## REQUIREMENTS
Which of the lines below contain the word "wall"? Pull out each one and copy it in full.

***

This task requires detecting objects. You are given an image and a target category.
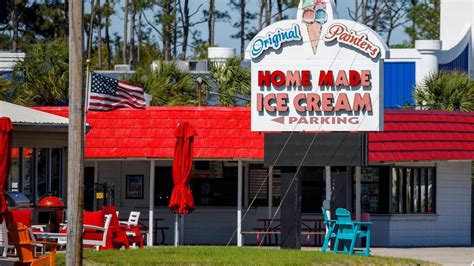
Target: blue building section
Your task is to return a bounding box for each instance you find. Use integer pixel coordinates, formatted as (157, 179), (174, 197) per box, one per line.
(384, 62), (416, 109)
(439, 45), (469, 72)
(0, 71), (12, 80)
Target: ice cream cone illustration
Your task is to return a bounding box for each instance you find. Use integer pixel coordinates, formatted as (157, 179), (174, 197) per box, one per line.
(303, 0), (327, 54)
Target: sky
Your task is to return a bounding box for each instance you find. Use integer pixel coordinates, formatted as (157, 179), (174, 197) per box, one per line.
(104, 0), (408, 55)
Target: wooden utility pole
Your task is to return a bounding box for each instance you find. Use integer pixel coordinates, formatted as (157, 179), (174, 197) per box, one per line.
(207, 0), (216, 47)
(66, 0), (84, 266)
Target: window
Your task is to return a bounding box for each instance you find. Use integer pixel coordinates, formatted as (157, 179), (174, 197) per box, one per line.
(8, 148), (21, 191)
(155, 161), (241, 206)
(21, 148), (36, 203)
(36, 148), (50, 200)
(301, 167), (326, 213)
(191, 162), (237, 206)
(8, 148), (64, 204)
(391, 167), (436, 213)
(354, 166), (390, 213)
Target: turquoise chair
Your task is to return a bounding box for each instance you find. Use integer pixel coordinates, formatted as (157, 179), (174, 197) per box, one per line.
(321, 207), (336, 252)
(333, 208), (372, 256)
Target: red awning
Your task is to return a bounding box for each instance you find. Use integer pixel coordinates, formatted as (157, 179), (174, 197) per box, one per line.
(0, 117), (13, 222)
(38, 107), (474, 162)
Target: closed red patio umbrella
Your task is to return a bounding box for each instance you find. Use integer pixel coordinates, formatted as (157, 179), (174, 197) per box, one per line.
(168, 122), (196, 214)
(168, 122), (196, 246)
(0, 117), (13, 222)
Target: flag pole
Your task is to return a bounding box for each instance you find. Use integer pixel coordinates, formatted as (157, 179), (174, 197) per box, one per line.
(84, 59), (92, 128)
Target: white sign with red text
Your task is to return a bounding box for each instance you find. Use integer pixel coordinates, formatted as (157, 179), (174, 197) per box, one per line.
(246, 0), (387, 132)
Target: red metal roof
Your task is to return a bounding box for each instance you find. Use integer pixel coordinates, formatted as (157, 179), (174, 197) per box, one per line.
(369, 110), (474, 162)
(39, 107), (263, 159)
(38, 107), (474, 162)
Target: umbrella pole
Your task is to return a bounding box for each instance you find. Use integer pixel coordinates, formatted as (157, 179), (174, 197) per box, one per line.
(174, 214), (179, 247)
(179, 214), (184, 245)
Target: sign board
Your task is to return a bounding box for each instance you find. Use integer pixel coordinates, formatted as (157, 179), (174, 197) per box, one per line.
(246, 0), (388, 132)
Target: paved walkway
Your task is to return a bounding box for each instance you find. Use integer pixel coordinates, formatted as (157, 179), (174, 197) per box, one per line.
(371, 247), (474, 265)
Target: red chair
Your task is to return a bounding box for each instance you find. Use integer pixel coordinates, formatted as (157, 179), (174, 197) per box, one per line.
(4, 209), (44, 254)
(102, 206), (134, 249)
(82, 211), (113, 250)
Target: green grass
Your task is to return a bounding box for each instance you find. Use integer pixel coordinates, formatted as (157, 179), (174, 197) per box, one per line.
(58, 246), (432, 265)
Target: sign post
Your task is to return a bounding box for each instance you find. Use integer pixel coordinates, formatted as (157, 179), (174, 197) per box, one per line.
(246, 0), (388, 249)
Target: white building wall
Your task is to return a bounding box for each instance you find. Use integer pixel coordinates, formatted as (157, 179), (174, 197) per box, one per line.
(90, 161), (471, 246)
(440, 0), (474, 78)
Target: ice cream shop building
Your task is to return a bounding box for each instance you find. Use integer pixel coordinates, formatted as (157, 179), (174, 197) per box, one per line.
(5, 1), (474, 246)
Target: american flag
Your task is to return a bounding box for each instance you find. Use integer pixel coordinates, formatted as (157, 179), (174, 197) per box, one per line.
(88, 72), (145, 111)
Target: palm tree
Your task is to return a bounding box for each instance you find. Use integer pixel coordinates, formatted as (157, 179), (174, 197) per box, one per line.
(4, 39), (69, 106)
(210, 57), (251, 106)
(413, 71), (474, 112)
(130, 61), (197, 106)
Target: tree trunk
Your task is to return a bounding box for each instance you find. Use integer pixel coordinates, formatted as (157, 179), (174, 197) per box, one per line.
(162, 0), (172, 61)
(87, 0), (95, 60)
(258, 0), (267, 31)
(105, 0), (112, 70)
(128, 0), (137, 65)
(12, 0), (18, 52)
(173, 0), (176, 58)
(97, 0), (102, 69)
(265, 0), (273, 26)
(122, 0), (128, 64)
(181, 0), (189, 60)
(361, 0), (368, 25)
(65, 0), (85, 266)
(240, 0), (246, 59)
(208, 0), (216, 47)
(277, 0), (283, 21)
(387, 28), (392, 47)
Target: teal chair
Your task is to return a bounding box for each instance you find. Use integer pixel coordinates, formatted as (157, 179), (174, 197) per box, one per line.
(321, 207), (336, 252)
(333, 208), (372, 256)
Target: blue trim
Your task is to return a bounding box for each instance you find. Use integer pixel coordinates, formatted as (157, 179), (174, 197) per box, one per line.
(384, 62), (416, 108)
(439, 45), (469, 72)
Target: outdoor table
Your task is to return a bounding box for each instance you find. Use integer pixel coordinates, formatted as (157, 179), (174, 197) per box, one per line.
(138, 218), (169, 245)
(33, 232), (67, 240)
(254, 218), (326, 246)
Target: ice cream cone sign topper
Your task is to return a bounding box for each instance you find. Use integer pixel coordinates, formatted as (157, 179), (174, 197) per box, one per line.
(303, 0), (328, 54)
(245, 0), (388, 132)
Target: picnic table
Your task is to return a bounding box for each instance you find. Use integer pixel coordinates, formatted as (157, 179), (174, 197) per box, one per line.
(138, 218), (170, 245)
(242, 218), (326, 247)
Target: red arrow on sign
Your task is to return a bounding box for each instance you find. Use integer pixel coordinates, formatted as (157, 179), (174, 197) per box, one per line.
(272, 116), (285, 124)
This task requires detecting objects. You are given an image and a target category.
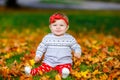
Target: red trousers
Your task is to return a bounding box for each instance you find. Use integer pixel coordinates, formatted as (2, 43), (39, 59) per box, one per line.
(30, 63), (72, 75)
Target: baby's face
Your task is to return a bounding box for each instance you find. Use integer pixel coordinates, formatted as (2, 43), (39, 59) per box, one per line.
(50, 19), (68, 36)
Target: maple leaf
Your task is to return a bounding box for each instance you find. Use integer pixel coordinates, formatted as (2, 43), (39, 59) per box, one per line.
(80, 70), (89, 78)
(29, 59), (35, 66)
(92, 69), (102, 75)
(100, 73), (108, 80)
(55, 74), (62, 80)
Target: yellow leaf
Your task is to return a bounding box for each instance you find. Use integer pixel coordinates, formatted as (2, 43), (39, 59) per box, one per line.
(29, 59), (35, 66)
(81, 70), (89, 78)
(92, 69), (101, 75)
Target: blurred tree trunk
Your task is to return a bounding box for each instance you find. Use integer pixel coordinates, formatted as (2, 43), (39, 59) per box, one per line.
(5, 0), (19, 8)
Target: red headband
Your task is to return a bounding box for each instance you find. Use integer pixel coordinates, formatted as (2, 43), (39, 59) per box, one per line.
(50, 14), (68, 25)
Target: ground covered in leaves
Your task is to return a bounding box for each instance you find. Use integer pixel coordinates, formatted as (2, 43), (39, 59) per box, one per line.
(0, 29), (120, 80)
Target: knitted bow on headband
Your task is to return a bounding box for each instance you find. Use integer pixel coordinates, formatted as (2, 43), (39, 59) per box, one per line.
(50, 13), (68, 25)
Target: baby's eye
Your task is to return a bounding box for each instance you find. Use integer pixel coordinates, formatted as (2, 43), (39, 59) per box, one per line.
(60, 24), (64, 26)
(53, 24), (57, 26)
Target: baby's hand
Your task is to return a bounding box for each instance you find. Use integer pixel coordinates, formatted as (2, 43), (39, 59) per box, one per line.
(35, 56), (40, 63)
(74, 53), (81, 58)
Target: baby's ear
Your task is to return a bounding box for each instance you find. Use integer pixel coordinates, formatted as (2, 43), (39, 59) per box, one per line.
(66, 25), (69, 31)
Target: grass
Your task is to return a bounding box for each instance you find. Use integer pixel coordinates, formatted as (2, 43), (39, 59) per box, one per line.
(0, 10), (120, 35)
(0, 10), (120, 80)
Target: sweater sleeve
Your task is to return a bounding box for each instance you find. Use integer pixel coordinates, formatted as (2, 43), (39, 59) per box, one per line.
(36, 38), (47, 58)
(71, 37), (81, 55)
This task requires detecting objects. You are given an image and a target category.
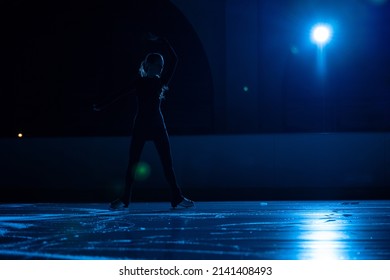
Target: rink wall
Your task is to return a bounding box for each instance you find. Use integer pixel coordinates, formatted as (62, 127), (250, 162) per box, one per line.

***

## EXERCISE SOLUTION
Target: white building wall
Target: rink wall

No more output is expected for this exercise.